— BEGIN Provided text —
Maybe I'd rather they were forced to work all day, pay for their own things, and live in the apartment they can afford after being paid from their day job.
Or we could catch, on camera, the looks on the faces of the spoiled ones (equal boys and girls, I wish) when their parents say, "You're out of the will." It might not be true, but the week after that would be fun to watch.
Can we address some of our own cultural issues first, before we start shipping teenage girls off to foreign countries, please?
Why not have these girls try to live on welfare, or work with a baby for a few weeks?
We've got enough issues that we could inform people about instead of trying to shock audiences with third world cultures (which is what they're trying to do, they're not working to inform people).
A waste of perfectly good progamming.
It's "scripted reality" or fake reality programming.
If we do not like it (I certainly don't appreciate it) then we ought not watch it and instead come up with better programming. We can get in the trenches pitching, and creating a girls club, and change the industry to support the sort of programming we can appreciate.
That (and any) show will stay on as long as it has good ratings and sponsors. Tune out and at the same time find out who the sponsors are and write to them. Sponsors listen to their customers.
I think the larger point of the show is to make fun of the spoiled brat, not to belittle the third world.
@Qwerty But by using the third world as a way to make fun of the spoiled (female) brat, they are belittling the third world.
— END Provided text —
— BEGIN Provided records —
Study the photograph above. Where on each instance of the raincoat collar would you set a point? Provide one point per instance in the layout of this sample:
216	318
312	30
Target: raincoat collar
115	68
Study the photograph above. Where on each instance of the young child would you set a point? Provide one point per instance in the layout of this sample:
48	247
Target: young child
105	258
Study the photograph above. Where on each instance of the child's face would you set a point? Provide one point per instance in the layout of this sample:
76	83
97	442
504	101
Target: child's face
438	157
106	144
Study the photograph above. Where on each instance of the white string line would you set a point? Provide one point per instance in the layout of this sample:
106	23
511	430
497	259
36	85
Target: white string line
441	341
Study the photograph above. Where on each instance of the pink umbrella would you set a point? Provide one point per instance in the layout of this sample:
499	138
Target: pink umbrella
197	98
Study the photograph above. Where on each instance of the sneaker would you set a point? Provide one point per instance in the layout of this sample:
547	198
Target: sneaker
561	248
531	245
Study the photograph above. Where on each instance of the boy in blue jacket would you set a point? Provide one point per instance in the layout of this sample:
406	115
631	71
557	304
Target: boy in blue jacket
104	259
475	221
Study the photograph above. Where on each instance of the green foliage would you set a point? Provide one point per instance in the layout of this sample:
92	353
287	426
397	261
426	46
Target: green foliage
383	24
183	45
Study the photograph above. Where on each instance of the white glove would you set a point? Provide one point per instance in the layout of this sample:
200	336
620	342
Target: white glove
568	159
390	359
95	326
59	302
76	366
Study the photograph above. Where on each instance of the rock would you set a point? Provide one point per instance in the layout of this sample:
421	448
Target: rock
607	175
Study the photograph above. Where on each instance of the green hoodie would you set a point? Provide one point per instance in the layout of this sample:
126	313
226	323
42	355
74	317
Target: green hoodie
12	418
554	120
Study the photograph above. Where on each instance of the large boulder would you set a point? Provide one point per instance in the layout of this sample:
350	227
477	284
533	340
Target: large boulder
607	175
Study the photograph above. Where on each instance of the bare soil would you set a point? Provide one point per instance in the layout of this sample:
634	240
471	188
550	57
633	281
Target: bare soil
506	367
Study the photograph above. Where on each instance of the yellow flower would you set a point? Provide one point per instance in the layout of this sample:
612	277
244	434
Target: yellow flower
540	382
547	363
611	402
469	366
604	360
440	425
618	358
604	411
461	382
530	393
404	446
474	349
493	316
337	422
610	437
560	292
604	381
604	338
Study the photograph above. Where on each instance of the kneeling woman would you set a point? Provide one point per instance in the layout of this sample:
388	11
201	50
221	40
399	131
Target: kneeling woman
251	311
— END Provided records —
__To-do list__.
a - Sum up the discussion of the reality show in two sentences.
b - Write what comes next in the discussion of the reality show, starting after its final comment.
The records stand apart from the text and are not part of it.

__The answers__.
a - Commenters criticize a "scripted reality" show that sends spoiled teenage girls to foreign countries, saying it aims to shock audiences with third world cultures rather than inform them and that the girls could instead try living on welfare or working with a baby. Some urge viewers to tune out and write to the show's sponsors, and when one argues that the show mocks the spoiled brat rather than the third world, another replies that using the third world for that purpose still belittles it.

b -
We can watch the episode on line, but why would we want to?
I agree with jstein. It has long been my opinion that everyone should have to work in a "retail" job at least once in their life - why not have these girls (and, best case scenario, boys) do the same? It still wouldn't be "real," because of the cameras if nothing else, but it would be much more interesting.
I'm glad they sent those little brats to places where they can't have everything they want 24/7.
I have sporadic access to TV, so I can't comment on the show, but I do agree with the article excerpt in the original post.
Qwerty, "the larger point" is almost always different to the subtext. Example: "The larger point" of the recent Klondike Bar ads (U.S.) is to sell Klondike bars, but the subtext is "Men focusing on their partner and being attuned to her needs is a huge and unexpected feat that deserves major props!"
Shows like this might have a "larger point" of teaching spoiled brats a lesson, or what have you, but the subtext is screaming, "Third World! Other! Wow, non-Westerners!"
It's obnoxious in the extreme having Westerners swoop into the joint, cameras pointing, to capture the hijinks and hilarity and Teaching/Touching Moments of Westerner (any ethnicity) in the Bush.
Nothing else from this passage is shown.